§ **SOURCE TEXT**:
-------

It’s right there in the law books in black and white, just like the “regs” that we spend so much time on. But this Defining Law is invisible to us because we’ve been colonized and have accepted it as a given. We leave this defining law — in corporation codes, bankruptcy law, insurance law, etc. — to corporation lawyers, who rewrite it every few years without so much as a whimper from citizen activists. Then we wonder why the parts-per-million regulations aren’t enforced.

So, the second reason that regulatory agencies fail to protect the public is that we have allowed corporate lawyers to write the Defining Law of corporations. This law bestows upon corporations powers and rights that exceed those of human persons and sometimes of government as well. It seems pretty obvious, then, that we need to rewrite the Defining Law.

Sooner or later we come up against the claim that all this stuff about “rights” and so on is just too legalistic. None of us wants to be involved in narrow and excessively legalistic strategies.

However, a glance through any Earth First! journal will confirm that we’re constantly dealing with The Law, whether we’re filing testimony or engaged in direct action. As long as we’re in the legal arena, we might as well be dealing with Defining Law, and not the regulatory frufru that we’ve allowed to distract us.

If the civil rights movement had been afraid to touch the deep defining “law of the land” we’d still be laboring under “separate but equal.” For as long as we stick with Regulatory Law and leave Defining Law to corporate lawyers, we’ll have corporate government.

What are we going to do tomorrow morning?

We could keep doing what hasn’t worked in case it works next time; we could denounce people who suggest that what we’re doing isn’t working; we could declare victory so our folks won’t get so depressed and discouraged. I’d like to steer clear of those options.

I’d also like to avoid “negotiating” with corporations as though they were persons with a role in a democratic system, and avoid doing anything else that accepts that corporations have the constitutional rights of human persons.

Here is one cluster of ideas for rewriting the Defining Law of corporations. It’s not a 3-point plan, and it’s not the beginning of a twenty point plan — just some ideas to think about.

1. Prohibit corporations from owning stock in other corporations. Owning stock in other corporations enables corporations to control huge markets and shift responsibility, liability, resources, assets and taxes back and forth among parent corporations, subsidiaries and other members of their unholy families. By defining corporations in such a way to prohibit such ownership, much of the anti-trust regulatory law becomes unnecessary and superfluous.

2. Prohibit corporations from being able to choose when to go out of business (in legalese, no voluntary dissolution). This would prevent corporations from dissolving themselves when it came time to pay taxes, repay government loans, pay creditors, pay pensions, pay for health care, and pay for toxic cleanups.

3. Make stockholders liable for a corporation’s debts. People who want to be stockholders would reallocate their resources to corporations that they knew something about, that weren’t engaged in risky, toxic projects. (This would encourage local, sustainable businesses and healthy local economies. Imagine that.)

These three measures might seem “unrealistic” to some, but it beats the heck out of a voluntary code of conduct, or a wasted decade at a regulatory agency. All three of these provisions were once common features of state corporation codes. No wonder corporate apologists prefer that we hang around in the regulatory agencies with our heads spinning with parts per million and habitat conservation plans.

These three measures were quite effective, which is why corporation lawyers worked so hard to get rid of them. But they address only a tiny portion of what needs to be done.

-------

§ **DATASET EXCERPTS**:
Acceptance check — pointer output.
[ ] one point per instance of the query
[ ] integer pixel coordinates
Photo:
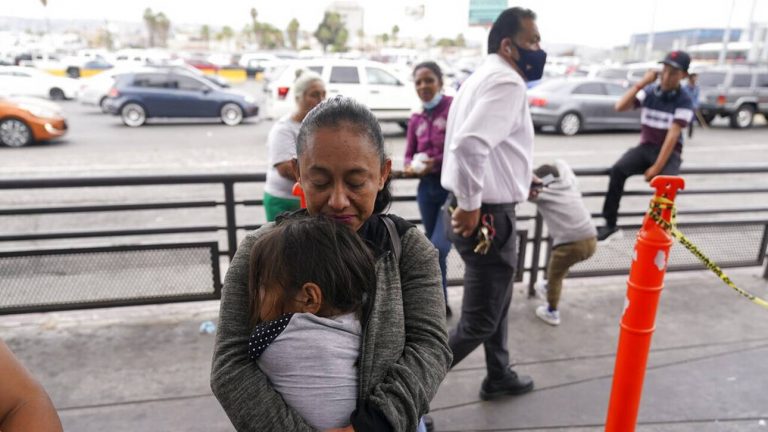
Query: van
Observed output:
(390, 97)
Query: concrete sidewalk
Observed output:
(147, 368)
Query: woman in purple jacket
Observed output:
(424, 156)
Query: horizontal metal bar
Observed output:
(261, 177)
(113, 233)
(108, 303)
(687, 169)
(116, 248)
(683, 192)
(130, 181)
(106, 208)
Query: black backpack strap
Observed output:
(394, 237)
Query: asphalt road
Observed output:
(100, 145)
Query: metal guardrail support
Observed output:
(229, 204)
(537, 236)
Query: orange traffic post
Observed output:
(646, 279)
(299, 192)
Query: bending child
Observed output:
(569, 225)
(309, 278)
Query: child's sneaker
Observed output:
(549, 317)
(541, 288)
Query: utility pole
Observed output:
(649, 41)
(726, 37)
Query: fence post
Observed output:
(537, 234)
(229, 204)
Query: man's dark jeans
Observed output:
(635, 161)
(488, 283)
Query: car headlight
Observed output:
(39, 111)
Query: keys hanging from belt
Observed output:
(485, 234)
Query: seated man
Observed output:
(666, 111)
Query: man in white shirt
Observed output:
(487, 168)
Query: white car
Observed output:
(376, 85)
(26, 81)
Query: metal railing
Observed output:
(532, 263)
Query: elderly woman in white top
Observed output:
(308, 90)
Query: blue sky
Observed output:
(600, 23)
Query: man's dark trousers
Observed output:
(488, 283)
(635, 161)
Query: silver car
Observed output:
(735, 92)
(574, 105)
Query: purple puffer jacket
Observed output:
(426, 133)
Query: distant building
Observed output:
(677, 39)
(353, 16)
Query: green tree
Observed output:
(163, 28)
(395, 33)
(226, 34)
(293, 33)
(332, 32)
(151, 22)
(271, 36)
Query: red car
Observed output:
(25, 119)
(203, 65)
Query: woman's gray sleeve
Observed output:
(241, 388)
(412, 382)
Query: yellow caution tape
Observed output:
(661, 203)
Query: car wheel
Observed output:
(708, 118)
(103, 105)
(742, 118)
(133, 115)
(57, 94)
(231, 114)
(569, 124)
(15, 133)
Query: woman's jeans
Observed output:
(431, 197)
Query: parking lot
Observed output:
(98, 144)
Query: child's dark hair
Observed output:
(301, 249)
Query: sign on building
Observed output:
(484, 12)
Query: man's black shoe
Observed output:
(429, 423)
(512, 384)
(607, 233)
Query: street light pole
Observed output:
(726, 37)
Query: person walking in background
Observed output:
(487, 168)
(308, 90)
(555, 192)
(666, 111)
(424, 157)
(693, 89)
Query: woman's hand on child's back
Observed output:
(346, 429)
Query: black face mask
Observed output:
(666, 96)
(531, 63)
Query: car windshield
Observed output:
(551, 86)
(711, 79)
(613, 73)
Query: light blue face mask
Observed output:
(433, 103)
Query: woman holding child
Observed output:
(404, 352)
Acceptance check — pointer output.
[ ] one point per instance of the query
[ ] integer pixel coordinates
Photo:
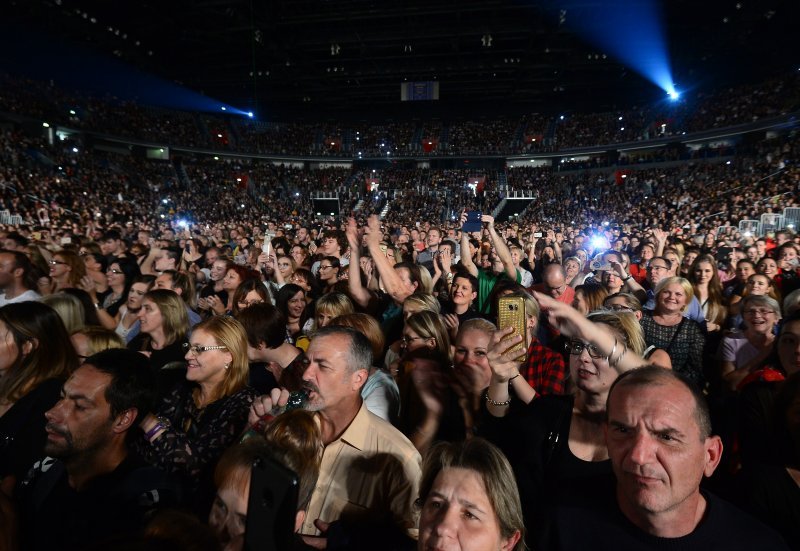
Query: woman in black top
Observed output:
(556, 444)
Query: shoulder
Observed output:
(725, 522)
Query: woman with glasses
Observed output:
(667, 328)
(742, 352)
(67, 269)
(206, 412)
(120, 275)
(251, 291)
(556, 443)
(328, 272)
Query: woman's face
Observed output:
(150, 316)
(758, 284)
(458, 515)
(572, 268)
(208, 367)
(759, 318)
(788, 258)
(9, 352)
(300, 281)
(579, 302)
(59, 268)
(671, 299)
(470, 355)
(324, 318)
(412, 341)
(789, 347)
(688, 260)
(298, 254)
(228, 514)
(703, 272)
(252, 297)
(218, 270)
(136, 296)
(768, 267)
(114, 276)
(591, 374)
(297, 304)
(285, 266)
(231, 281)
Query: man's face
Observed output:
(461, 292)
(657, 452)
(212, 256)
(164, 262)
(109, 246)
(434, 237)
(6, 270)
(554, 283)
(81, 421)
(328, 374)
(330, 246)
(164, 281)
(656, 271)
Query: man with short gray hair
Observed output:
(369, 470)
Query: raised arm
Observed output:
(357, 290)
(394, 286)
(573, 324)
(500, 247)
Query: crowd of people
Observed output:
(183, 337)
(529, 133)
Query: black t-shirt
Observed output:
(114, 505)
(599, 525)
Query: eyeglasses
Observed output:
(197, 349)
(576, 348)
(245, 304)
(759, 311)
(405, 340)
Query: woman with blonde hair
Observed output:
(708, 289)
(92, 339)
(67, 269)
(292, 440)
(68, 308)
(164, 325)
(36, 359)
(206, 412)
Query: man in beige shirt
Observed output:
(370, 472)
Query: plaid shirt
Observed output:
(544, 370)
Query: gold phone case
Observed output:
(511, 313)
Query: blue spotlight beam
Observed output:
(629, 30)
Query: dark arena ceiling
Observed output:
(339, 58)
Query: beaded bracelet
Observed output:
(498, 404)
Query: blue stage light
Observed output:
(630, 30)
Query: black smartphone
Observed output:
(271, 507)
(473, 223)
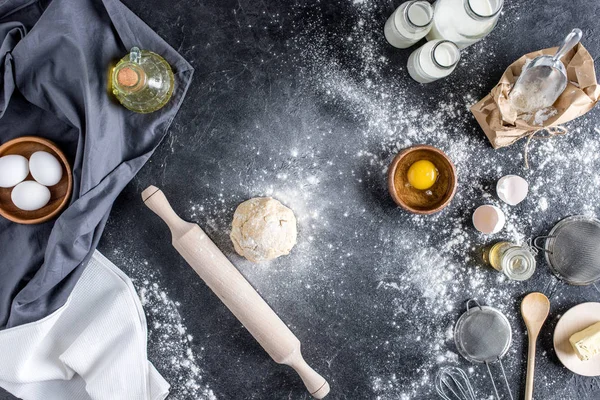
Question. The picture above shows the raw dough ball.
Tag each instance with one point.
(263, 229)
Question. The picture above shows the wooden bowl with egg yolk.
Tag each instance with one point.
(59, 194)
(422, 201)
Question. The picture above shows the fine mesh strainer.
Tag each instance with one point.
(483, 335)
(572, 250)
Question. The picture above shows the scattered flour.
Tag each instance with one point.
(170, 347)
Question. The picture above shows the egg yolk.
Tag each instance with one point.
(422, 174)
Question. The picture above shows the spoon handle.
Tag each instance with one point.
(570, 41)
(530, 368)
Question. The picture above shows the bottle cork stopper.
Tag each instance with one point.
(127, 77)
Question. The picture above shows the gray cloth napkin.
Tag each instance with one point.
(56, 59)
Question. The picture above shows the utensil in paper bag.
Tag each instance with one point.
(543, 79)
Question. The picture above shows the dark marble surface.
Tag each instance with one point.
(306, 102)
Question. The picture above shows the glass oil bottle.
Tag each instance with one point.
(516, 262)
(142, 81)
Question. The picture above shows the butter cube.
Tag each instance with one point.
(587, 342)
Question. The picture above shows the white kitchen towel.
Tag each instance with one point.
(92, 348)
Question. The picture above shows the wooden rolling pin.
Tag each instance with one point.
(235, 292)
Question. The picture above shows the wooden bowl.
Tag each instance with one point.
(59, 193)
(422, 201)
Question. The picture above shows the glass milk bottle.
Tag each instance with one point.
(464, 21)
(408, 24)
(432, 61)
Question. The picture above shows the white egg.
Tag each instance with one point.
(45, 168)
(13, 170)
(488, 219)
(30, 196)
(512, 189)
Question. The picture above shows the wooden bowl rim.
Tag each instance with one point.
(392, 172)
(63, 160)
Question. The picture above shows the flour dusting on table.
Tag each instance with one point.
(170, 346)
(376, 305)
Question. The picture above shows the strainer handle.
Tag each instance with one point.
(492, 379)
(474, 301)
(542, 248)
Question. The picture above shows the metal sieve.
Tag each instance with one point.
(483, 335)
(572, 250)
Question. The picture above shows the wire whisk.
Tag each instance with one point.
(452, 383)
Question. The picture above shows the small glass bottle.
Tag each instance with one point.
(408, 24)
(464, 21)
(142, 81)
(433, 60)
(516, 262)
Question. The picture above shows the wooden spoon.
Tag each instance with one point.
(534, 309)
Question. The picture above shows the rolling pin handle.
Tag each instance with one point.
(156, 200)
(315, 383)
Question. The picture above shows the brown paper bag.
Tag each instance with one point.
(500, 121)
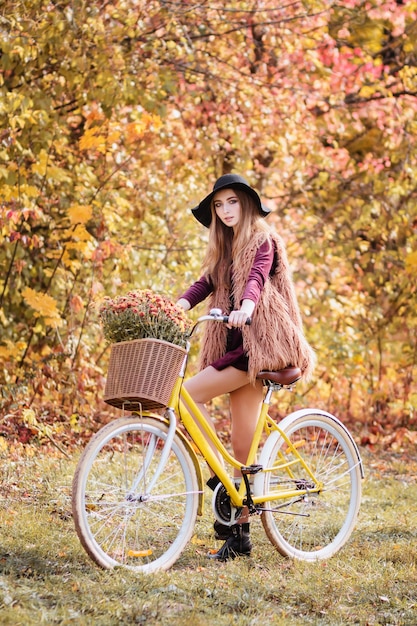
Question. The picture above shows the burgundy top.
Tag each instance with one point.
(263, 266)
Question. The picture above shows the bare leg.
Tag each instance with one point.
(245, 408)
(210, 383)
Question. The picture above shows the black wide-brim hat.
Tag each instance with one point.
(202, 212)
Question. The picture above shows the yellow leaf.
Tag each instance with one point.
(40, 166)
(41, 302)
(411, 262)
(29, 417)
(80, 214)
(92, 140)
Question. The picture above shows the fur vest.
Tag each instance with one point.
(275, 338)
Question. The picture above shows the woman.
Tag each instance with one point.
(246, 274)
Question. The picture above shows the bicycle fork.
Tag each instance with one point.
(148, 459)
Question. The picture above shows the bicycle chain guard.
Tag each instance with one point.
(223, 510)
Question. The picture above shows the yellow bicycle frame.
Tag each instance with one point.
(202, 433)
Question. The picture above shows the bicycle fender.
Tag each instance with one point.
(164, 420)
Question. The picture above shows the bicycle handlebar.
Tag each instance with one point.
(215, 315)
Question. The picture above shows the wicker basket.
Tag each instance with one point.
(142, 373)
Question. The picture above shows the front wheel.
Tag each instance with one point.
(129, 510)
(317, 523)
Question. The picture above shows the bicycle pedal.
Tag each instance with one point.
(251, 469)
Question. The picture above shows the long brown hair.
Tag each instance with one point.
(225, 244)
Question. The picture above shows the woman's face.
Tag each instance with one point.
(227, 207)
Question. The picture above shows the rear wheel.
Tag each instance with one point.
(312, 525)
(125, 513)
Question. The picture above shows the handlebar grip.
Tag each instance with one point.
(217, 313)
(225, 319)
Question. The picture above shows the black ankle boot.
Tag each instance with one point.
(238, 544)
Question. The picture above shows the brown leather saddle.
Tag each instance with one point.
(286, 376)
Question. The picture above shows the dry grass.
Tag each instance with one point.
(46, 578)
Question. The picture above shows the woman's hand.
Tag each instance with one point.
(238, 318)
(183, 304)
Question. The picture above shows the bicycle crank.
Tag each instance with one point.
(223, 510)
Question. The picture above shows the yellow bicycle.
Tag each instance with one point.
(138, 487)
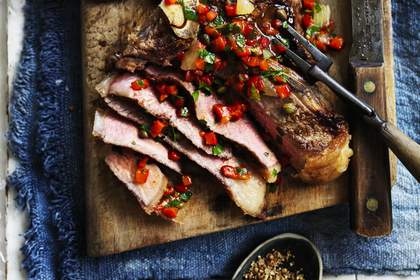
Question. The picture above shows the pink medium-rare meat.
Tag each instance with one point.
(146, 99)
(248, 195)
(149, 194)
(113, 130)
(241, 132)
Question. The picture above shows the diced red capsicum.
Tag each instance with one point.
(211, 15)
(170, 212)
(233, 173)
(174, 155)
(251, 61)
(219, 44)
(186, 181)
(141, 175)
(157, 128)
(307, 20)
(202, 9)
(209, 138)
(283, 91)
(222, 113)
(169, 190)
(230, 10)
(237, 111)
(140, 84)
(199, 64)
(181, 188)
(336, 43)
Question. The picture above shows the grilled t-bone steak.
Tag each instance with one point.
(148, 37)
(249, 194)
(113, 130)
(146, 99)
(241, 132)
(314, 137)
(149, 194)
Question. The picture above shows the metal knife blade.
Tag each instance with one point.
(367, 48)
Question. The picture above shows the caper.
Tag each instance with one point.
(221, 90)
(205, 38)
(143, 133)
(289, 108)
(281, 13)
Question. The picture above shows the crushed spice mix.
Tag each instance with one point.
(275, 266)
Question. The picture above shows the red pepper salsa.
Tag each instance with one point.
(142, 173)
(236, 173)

-------

§ **TASK OBJECTIVE**: Write the next few paragraphs of the essay on rewriting the Defining Law of corporations, picking up right after its last sentence.

§ **RESPONSE TO THIS TASK**:
Here’s another cluster of ideas for ways to shape a democratic process that is about people. (The idea that corporations have “rights” would seem nonsensical to any but a colonized mind.)

1. No corporate participation in the democratic process. Democracy is for and about human beings. Corporations should be prohibited from paying for any political advertisements, making any campaign contributions, or seeking to influence the democratic process in any way.

2. Corporations have no constitutional rights.

A corporation is an artificial creation set up to serve a public need, not an independent entity with intrinsic “rights.”

3. Corporations should be prohibited from making any civic, charitable, or educational donations. Such donations are used to warp the entire social and economic fabric of society, and make people afraid to speak out against corporations.

These probably seem even more “unrealistic” than the first batch. Imagine how good it is for corporate executives that we find these ideas “impractical.” And by the way, these were all once law, too.

The final objection to be raised is that we’ll never get anywhere as long as the “news media” are against us, refuse to cover our issues, and distort our views. Agreed.

But the “news media” are corporations, key players in a system of propaganda that encompasses not only television, radio and newspapers, but also the entire educational system. The “airwaves” belong to the public.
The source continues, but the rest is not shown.